(Raw records)
[Start]

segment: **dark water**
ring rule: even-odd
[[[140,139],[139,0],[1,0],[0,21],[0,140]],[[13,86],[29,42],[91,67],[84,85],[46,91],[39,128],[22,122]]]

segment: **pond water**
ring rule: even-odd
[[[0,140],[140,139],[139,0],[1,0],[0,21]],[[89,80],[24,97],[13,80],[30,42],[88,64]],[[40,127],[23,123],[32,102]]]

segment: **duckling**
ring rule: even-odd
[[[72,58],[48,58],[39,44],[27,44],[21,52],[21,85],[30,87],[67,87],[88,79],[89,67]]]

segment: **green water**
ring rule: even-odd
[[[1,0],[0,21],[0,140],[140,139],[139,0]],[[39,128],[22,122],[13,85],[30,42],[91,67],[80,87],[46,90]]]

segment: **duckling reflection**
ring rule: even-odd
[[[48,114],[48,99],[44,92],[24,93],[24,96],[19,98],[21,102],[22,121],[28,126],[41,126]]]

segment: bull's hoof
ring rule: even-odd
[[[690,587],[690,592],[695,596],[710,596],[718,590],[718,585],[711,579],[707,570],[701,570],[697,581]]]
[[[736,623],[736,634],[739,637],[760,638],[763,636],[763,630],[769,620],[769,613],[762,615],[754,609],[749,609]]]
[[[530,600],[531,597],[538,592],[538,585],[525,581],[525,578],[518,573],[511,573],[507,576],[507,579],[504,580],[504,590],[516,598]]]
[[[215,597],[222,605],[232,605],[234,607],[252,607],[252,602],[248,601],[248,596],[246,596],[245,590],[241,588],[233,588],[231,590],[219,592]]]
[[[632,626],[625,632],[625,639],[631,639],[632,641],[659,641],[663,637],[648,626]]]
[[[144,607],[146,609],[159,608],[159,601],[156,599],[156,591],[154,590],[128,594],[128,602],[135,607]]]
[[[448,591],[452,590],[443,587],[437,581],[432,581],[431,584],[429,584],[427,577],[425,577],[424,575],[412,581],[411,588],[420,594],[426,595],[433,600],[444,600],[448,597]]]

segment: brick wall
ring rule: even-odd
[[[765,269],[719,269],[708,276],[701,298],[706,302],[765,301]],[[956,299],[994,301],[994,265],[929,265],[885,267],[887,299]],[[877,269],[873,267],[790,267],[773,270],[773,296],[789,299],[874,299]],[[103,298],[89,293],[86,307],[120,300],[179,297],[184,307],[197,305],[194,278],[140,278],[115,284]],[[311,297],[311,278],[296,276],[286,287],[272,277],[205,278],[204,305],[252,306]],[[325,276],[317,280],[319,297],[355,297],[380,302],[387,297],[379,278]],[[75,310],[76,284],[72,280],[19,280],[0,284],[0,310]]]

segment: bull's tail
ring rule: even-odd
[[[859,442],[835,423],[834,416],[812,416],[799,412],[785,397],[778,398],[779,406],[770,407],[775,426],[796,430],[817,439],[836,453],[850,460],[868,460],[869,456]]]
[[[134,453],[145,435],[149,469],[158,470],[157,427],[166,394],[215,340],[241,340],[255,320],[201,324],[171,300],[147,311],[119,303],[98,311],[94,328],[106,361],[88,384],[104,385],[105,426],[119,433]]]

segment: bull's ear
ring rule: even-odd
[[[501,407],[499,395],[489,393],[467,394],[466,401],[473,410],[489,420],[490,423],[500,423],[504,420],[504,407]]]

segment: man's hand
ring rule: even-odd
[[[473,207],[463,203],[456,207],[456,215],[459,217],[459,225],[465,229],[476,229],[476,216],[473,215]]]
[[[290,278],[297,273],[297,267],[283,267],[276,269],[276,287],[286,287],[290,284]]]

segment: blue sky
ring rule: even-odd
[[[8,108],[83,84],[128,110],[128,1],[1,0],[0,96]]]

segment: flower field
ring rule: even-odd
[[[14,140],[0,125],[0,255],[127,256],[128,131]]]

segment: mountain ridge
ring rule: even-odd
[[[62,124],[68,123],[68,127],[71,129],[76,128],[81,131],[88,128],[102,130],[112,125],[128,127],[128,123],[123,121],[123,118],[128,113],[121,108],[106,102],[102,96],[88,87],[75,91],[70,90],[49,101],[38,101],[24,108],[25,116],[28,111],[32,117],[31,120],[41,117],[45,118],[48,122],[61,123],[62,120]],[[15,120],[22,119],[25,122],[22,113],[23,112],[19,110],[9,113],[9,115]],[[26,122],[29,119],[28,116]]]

[End]

Task directions
Put every line of the items above into a Markdown table with the columns Row and Line, numbering the rows in order and leaving out blank lines.

Written response
| Row | Line |
|---|---|
| 1 | segment: **dark water** |
| 2 | ring rule: even-odd |
| 3 | [[[140,139],[139,0],[1,0],[0,21],[0,140]],[[13,86],[29,42],[91,67],[84,85],[46,91],[39,128],[22,122]]] |
| 4 | segment: **pond water** |
| 5 | ring rule: even-odd |
| 6 | [[[0,140],[140,139],[139,0],[1,0],[0,21]],[[89,80],[24,97],[13,80],[30,42],[88,64]],[[40,127],[23,123],[32,102]]] |
| 7 | segment: **duckling** |
| 8 | ring rule: even-odd |
| 9 | [[[72,58],[48,58],[39,44],[27,44],[21,52],[21,85],[30,87],[67,87],[88,79],[89,67]]] |
| 10 | segment: **green water** |
| 11 | ring rule: even-odd |
| 12 | [[[1,0],[0,21],[0,140],[140,139],[139,0]],[[39,128],[22,122],[13,85],[30,42],[91,67],[80,87],[46,90]]] |
| 13 | segment: **duckling reflection** |
| 14 | ring rule: even-odd |
| 15 | [[[48,114],[48,99],[44,92],[24,93],[24,96],[19,98],[21,102],[22,121],[28,126],[41,126]]] |
| 16 | segment: bull's hoof |
| 17 | ring rule: even-odd |
| 18 | [[[690,587],[690,592],[695,596],[710,596],[718,590],[718,585],[711,579],[707,570],[701,570],[697,581]]] |
| 19 | [[[736,623],[736,634],[739,637],[760,638],[763,636],[763,630],[769,620],[769,613],[762,615],[754,609],[749,609]]] |
| 20 | [[[530,600],[531,597],[538,592],[538,585],[525,581],[525,578],[518,573],[511,573],[507,576],[507,579],[504,580],[504,590],[516,598]]] |
| 21 | [[[215,597],[222,605],[232,605],[234,607],[252,607],[252,602],[248,601],[248,596],[246,596],[245,590],[241,588],[233,588],[231,590],[219,592]]] |
| 22 | [[[632,626],[625,632],[625,639],[631,639],[632,641],[659,641],[663,637],[648,626]]] |
| 23 | [[[144,607],[146,609],[159,608],[159,601],[156,599],[156,591],[154,590],[128,594],[128,602],[135,607]]] |
| 24 | [[[448,591],[452,590],[443,587],[437,581],[432,581],[431,584],[429,584],[427,577],[425,577],[424,575],[412,581],[411,588],[420,594],[426,595],[433,600],[444,600],[448,597]]] |
| 25 | segment: brick wall |
| 26 | ring rule: even-odd |
| 27 | [[[765,269],[719,269],[708,276],[701,298],[706,302],[765,301]],[[956,299],[994,301],[994,265],[929,265],[885,267],[887,299]],[[877,269],[873,267],[790,267],[773,270],[773,296],[789,299],[874,299]],[[103,298],[89,293],[86,307],[120,300],[179,297],[184,307],[197,305],[194,278],[140,278],[115,284]],[[311,297],[311,278],[296,276],[286,287],[272,277],[205,278],[204,305],[252,306]],[[325,276],[317,280],[319,297],[355,297],[380,302],[387,297],[379,278]],[[75,310],[76,284],[72,280],[19,280],[0,284],[0,310]]] |
| 28 | segment: bull's tail |
| 29 | ring rule: even-odd |
| 30 | [[[859,442],[835,423],[834,416],[812,416],[799,412],[785,397],[778,398],[779,406],[770,407],[775,426],[796,430],[817,439],[836,453],[850,460],[868,460],[869,456]]] |
| 31 | [[[134,453],[145,435],[149,469],[158,470],[157,427],[166,394],[215,340],[241,340],[255,320],[201,324],[171,300],[147,311],[119,303],[98,311],[94,328],[106,361],[88,384],[104,385],[105,426],[119,433]]] |
| 32 | segment: bull's ear |
| 33 | ring rule: even-odd |
| 34 | [[[501,407],[499,395],[489,393],[467,394],[466,401],[473,410],[489,420],[490,423],[500,423],[504,420],[504,407]]] |
| 35 | segment: man's hand |
| 36 | ring rule: even-odd |
| 37 | [[[473,207],[463,203],[456,207],[456,215],[459,217],[459,225],[465,229],[476,229],[476,216],[473,215]]] |
| 38 | [[[290,278],[297,273],[297,267],[283,267],[276,269],[276,287],[286,287],[290,284]]] |
| 39 | segment: blue sky |
| 40 | ring rule: even-odd |
| 41 | [[[8,108],[83,84],[128,110],[128,1],[1,0],[0,96]]] |
| 42 | segment: flower field |
| 43 | ring rule: even-odd |
| 44 | [[[14,140],[0,125],[0,255],[127,256],[128,131]]] |
| 45 | segment: mountain ridge |
| 46 | ring rule: even-odd |
| 47 | [[[62,124],[68,123],[68,127],[71,129],[76,128],[81,131],[88,128],[102,130],[112,125],[128,127],[128,123],[123,121],[123,118],[128,113],[121,108],[106,102],[102,96],[88,87],[75,91],[70,90],[49,101],[38,101],[24,108],[25,116],[28,111],[32,117],[31,120],[41,117],[45,118],[48,122],[61,123],[62,120]],[[15,120],[22,119],[25,122],[22,113],[23,112],[19,110],[9,113],[9,115]],[[26,122],[29,119],[28,116]]] |